TASK STATEMENT — Set out all of the records below as a numbered list, omitting any blank lines.

RECORDS FOR THE TASK —
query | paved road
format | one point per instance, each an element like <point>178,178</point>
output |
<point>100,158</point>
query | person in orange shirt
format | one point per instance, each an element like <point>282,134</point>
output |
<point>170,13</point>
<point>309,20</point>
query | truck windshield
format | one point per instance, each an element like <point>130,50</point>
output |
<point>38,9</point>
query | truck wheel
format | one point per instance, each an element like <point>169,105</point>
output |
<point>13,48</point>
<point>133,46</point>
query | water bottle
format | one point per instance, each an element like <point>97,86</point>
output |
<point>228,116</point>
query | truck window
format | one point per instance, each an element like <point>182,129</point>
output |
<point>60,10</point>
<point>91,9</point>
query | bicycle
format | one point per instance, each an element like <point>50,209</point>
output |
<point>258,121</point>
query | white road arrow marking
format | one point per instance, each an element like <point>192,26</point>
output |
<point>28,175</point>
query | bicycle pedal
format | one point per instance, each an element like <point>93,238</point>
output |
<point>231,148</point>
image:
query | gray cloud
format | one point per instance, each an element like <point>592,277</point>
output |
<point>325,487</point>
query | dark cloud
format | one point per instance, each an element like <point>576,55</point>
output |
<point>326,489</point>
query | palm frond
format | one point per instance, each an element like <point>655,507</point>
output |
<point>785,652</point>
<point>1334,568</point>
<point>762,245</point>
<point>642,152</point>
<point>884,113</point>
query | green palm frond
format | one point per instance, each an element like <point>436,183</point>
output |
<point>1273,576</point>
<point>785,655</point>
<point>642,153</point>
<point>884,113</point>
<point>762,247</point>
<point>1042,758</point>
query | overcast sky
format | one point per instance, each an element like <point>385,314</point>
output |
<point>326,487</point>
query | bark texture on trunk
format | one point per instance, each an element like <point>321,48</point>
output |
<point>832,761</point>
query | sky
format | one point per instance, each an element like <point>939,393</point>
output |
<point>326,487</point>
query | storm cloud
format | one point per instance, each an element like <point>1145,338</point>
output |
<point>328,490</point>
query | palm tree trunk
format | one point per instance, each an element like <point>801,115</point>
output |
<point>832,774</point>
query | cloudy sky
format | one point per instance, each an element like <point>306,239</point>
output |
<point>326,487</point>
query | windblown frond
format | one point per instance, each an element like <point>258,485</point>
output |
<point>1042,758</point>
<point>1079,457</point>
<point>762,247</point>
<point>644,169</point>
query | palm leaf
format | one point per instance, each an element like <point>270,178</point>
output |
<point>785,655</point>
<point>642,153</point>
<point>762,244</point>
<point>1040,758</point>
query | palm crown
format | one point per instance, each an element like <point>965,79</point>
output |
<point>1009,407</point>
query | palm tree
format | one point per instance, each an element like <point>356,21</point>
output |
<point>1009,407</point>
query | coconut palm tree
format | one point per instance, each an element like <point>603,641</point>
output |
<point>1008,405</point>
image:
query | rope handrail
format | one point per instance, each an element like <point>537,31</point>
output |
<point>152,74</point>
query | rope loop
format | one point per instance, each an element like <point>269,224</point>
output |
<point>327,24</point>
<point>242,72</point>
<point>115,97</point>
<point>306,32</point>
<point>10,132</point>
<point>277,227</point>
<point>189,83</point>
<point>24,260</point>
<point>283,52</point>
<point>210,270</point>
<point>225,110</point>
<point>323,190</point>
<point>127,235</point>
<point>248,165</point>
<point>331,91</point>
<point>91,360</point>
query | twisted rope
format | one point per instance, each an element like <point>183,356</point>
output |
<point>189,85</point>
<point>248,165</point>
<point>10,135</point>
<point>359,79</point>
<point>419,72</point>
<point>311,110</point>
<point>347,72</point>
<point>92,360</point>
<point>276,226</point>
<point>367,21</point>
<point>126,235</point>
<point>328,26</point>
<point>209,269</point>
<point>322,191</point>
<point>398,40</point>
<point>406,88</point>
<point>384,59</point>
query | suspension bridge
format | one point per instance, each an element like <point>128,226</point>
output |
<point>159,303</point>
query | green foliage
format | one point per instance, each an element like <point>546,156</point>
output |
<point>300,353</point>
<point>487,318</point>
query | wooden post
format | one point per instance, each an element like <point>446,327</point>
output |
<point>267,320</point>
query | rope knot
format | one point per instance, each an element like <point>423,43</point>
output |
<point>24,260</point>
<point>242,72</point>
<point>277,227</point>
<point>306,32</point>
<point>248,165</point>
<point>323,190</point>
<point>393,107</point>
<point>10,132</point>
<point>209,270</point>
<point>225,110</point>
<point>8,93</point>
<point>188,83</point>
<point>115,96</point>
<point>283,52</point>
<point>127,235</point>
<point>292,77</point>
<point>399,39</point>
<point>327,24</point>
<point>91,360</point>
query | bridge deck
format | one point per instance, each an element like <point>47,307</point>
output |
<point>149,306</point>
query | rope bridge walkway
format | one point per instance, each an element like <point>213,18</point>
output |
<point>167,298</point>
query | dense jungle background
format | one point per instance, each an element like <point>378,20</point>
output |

EXERCISE ANSWER —
1. query | paved road
2. format | one point per instance, each an element like <point>178,178</point>
3. output |
4. <point>100,158</point>
5. query | person in orange shirt
6. format | one point per instance, each an element like <point>282,134</point>
7. output |
8. <point>170,13</point>
9. <point>309,20</point>
10. query | truck windshield
11. format | one point per instance, each an element like <point>130,50</point>
12. output |
13. <point>38,9</point>
14. query | truck wheel
15. format | one point per instance, each an element like <point>169,105</point>
16. output |
17. <point>13,48</point>
18. <point>133,46</point>
19. query | water bottle
20. format | one point per instance, each an element like <point>97,86</point>
21. output |
22. <point>228,116</point>
23. query | truck window
24. format | one point per instance, each an element like <point>182,129</point>
25. output |
26. <point>60,10</point>
27. <point>91,9</point>
28. query | bicycle
29. format | one point per instance, each an element like <point>50,209</point>
30. output |
31. <point>258,121</point>
32. query | white road arrow marking
33. format | one point per instance, each an element like <point>192,26</point>
34. output |
35. <point>28,175</point>
36. query | bicycle pedal
37. format | one point per instance, each an element like <point>93,238</point>
38. output |
39. <point>231,148</point>
40. image:
41. query | gray cloud
42. format | one point per instance, each an element like <point>592,277</point>
43. output |
44. <point>325,487</point>
45. query | dark cloud
46. format | one point per instance, each an element like <point>576,55</point>
47. output |
48. <point>326,489</point>
49. query | palm frond
50. format | one point per instance, each an element like <point>655,507</point>
51. output |
52. <point>785,652</point>
53. <point>1334,568</point>
54. <point>762,245</point>
55. <point>642,152</point>
56. <point>884,113</point>
57. query | green palm frond
58. format | one point per instance, each an element like <point>436,183</point>
59. output |
60. <point>1273,576</point>
61. <point>785,655</point>
62. <point>642,153</point>
63. <point>884,113</point>
64. <point>762,247</point>
65. <point>1042,758</point>
66. query | overcast sky
67. format | one point per instance, each an element like <point>385,314</point>
68. output |
69. <point>326,487</point>
70. query | bark texture on trunk
71. format | one point per instance, each an element like <point>321,48</point>
72. output |
73. <point>832,761</point>
74. query | sky
75. format | one point per instance, each an element like <point>939,393</point>
76. output |
77. <point>326,487</point>
78. query | storm cloud
79. format | one point per instance, each an element like <point>1145,338</point>
80. output |
81. <point>328,490</point>
82. query | palm tree trunk
83. format | one point per instance, each an element like <point>801,115</point>
84. output |
85. <point>832,774</point>
86. query | cloudy sky
87. format | one point per instance, each an element like <point>306,239</point>
88. output |
89. <point>326,487</point>
90. query | windblown frond
91. format | one point per instance, each an element like <point>258,485</point>
92. output |
93. <point>1042,758</point>
94. <point>1079,457</point>
95. <point>762,247</point>
96. <point>644,169</point>
97. query | palm leaf
98. format | one point per instance, each an element like <point>270,178</point>
99. output |
100. <point>785,655</point>
101. <point>642,153</point>
102. <point>762,244</point>
103. <point>1040,758</point>
104. query | palm crown
105. format | one point per instance, each an element like <point>965,79</point>
106. output |
107. <point>1009,407</point>
108. query | palm tree
109. format | one point per instance, each an element like <point>356,21</point>
110. output |
111. <point>1009,407</point>
112. query | coconut palm tree
113. format | one point per instance, each an element like <point>603,641</point>
114. output |
115. <point>1008,405</point>
116. image:
117. query | rope handrail
118. format | one point per instance, each an element like <point>537,31</point>
119. output |
120. <point>152,74</point>
121. query | rope loop
122. format | one point per instance, each an element like <point>269,224</point>
123. output |
124. <point>327,24</point>
125. <point>242,72</point>
126. <point>115,97</point>
127. <point>306,32</point>
128. <point>10,132</point>
129. <point>277,227</point>
130. <point>189,83</point>
131. <point>24,260</point>
132. <point>283,52</point>
133. <point>210,270</point>
134. <point>225,110</point>
135. <point>323,190</point>
136. <point>127,235</point>
137. <point>248,165</point>
138. <point>331,91</point>
139. <point>91,360</point>
140. query | twisted rope
141. format | one point per instance, each an element like <point>183,356</point>
142. output |
143. <point>189,85</point>
144. <point>248,165</point>
145. <point>10,135</point>
146. <point>359,79</point>
147. <point>419,72</point>
148. <point>311,110</point>
149. <point>347,72</point>
150. <point>92,360</point>
151. <point>276,226</point>
152. <point>367,21</point>
153. <point>126,235</point>
154. <point>328,26</point>
155. <point>209,269</point>
156. <point>322,191</point>
157. <point>398,40</point>
158. <point>406,88</point>
159. <point>384,59</point>
160. query | suspension bridge
161. format | one point per instance, each an element like <point>128,226</point>
162. output |
163. <point>159,303</point>
164. query | green foliage
165. format | one point per instance, each an element like <point>546,156</point>
166. output |
167. <point>300,353</point>
168. <point>487,318</point>
169. query | wooden post
170. format | one point per instance, each an element like <point>446,327</point>
171. output |
172. <point>267,320</point>
173. query | rope knot
174. format | one point per instance, each an element like <point>423,43</point>
175. output |
176. <point>24,260</point>
177. <point>242,72</point>
178. <point>277,227</point>
179. <point>306,32</point>
180. <point>248,165</point>
181. <point>323,190</point>
182. <point>393,107</point>
183. <point>10,132</point>
184. <point>209,270</point>
185. <point>225,110</point>
186. <point>8,93</point>
187. <point>188,83</point>
188. <point>115,96</point>
189. <point>283,52</point>
190. <point>127,235</point>
191. <point>292,77</point>
192. <point>399,39</point>
193. <point>327,24</point>
194. <point>91,360</point>
195. query | bridge deck
196. format | one point per instance, each an element like <point>47,307</point>
197. output |
198. <point>149,306</point>
199. query | rope bridge walkway
200. format | one point per instance, each an element like <point>213,18</point>
201. output |
202. <point>167,298</point>
203. query | dense jungle background
204. format | one point per instance, each an element like <point>378,20</point>
205. output |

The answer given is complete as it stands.